─── ARTICLE ───

These provisions align Nigeria with international norms for investor protection and criminal enforcement, a critical step toward building confidence in the market, especially among institutional participants who demand enforceable legal protections.
5. Modernising Capital Market Structure
ISA 2025 also modernises how exchanges are structured and classified:
- It introduces composite and non-composite exchanges, allowing specialised platforms (including digital asset exchanges) to operate within well-defined regulatory categories;
- It imposes governance, transparency, and oversight requirements on all licensed exchanges;
- It establishes clear criteria for registration, operation, and supervision of market infrastructure.
These innovations permit greater market segmentation and innovation, allowing Nigeria to host both broad securities platforms and niche digital-asset venues under a harmonised legal framework.
6. Signalling Regulatory Maturity and Alignment with Global Standards
One of the most strategic effects of ISA 2025 is how it positions Nigeria within the global regulatory ecosystem.
By expanding SEC’s authority and aligning its powers with international norms, including categorising digital assets as securities and imposing robust investor protections, Nigeria reinforces its commitment to global standards such as those advocated by the International Organisation of Securities Commissions (IOSCO).
This is significant because African crypto markets are often fragmented in regulatory approach, ranging from permissive to uncertain to contradictory. Nigeria now occupies a leadership position, signalling to global exchanges, custodians, fintech innovators, and institutional investors that it has a stable, statutory, and internationally aligned regulatory regime.

───

DIRECTIVE 1 |
Answer from the ISA 2025 excerpt:
(a) What two kinds of exchanges does ISA 2025 introduce?
(b) What does ISA 2025 categorize digital assets as?
(c) Which international organization's standards are named?
The ISA 2025 excerpt and the records are unrelated.

─── THE INPUT ───

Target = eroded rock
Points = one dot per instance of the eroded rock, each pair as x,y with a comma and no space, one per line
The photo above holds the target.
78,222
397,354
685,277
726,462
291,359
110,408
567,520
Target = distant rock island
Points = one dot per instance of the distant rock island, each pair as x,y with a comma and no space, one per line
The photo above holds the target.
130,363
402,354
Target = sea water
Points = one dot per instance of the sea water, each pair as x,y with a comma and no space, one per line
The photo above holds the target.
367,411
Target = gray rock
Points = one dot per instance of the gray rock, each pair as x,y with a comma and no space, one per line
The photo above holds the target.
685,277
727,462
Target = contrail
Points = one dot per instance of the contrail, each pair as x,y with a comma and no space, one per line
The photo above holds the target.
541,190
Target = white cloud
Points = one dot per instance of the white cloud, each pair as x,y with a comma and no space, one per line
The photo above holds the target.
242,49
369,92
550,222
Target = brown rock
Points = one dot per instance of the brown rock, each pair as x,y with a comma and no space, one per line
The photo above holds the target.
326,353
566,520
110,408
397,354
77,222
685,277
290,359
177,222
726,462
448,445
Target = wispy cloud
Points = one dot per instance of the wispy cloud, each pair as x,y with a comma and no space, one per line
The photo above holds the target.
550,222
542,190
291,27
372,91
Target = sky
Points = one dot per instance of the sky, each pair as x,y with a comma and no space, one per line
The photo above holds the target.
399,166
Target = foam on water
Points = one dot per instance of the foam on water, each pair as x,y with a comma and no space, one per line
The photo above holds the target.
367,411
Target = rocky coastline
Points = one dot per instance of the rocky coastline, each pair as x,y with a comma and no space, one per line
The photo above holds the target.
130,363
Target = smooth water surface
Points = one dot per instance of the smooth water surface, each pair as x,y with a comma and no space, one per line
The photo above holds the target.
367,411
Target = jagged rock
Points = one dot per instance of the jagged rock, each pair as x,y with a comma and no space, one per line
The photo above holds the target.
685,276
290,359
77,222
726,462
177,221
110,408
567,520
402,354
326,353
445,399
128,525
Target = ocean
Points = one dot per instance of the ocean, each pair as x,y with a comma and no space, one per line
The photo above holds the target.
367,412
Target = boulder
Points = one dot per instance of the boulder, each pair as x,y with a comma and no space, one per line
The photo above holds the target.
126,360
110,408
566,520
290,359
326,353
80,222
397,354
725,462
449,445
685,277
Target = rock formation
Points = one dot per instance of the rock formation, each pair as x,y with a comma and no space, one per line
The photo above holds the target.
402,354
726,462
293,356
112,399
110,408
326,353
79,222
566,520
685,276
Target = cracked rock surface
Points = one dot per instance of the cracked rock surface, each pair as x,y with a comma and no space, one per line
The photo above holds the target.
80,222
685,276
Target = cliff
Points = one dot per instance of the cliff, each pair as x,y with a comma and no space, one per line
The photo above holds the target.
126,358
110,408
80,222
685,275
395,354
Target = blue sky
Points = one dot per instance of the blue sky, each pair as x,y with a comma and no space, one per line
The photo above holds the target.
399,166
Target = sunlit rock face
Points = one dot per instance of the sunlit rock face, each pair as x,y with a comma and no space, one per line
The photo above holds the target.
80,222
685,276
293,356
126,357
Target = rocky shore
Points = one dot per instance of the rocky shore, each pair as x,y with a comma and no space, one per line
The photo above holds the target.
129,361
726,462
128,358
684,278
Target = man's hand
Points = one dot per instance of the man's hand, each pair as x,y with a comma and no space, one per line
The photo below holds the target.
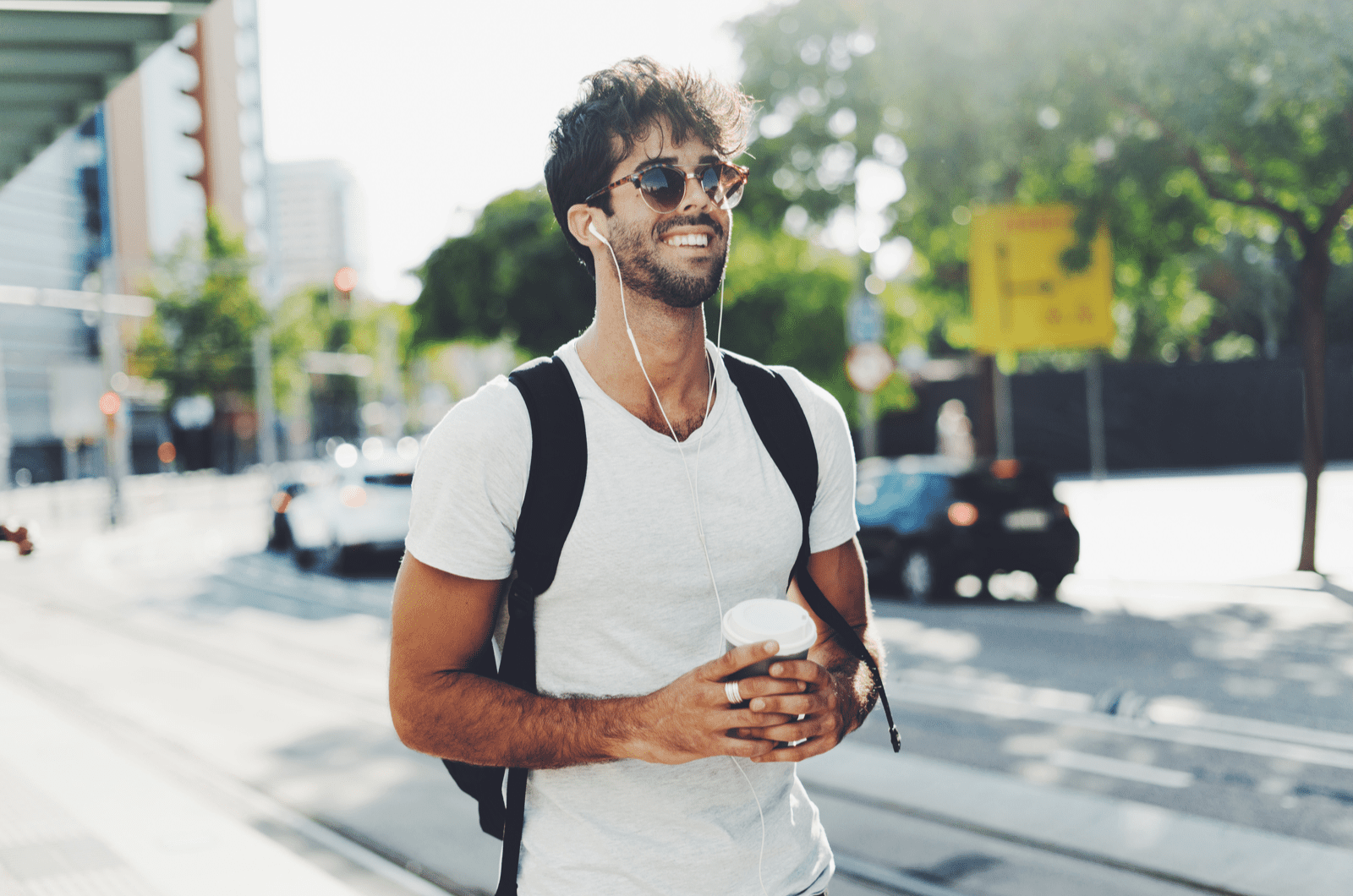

───

DIRECTIVE 2 | Pull out every line of the records that contains the string "rocky". Matching is case-sensitive.

WORKED SOLUTION 1 |
(a) Composite and non-composite exchanges.
(b) Securities.
(c) The International Organisation of Securities Commissions (IOSCO).

WORKED SOLUTION 2 |
Target = rocky coastline
Points = one dot per instance of the rocky coastline, each pair as x,y with a comma and no space, one per line
Target = rocky shore
Points = one dot per instance of the rocky shore, each pair as x,y with a comma and no space, one per line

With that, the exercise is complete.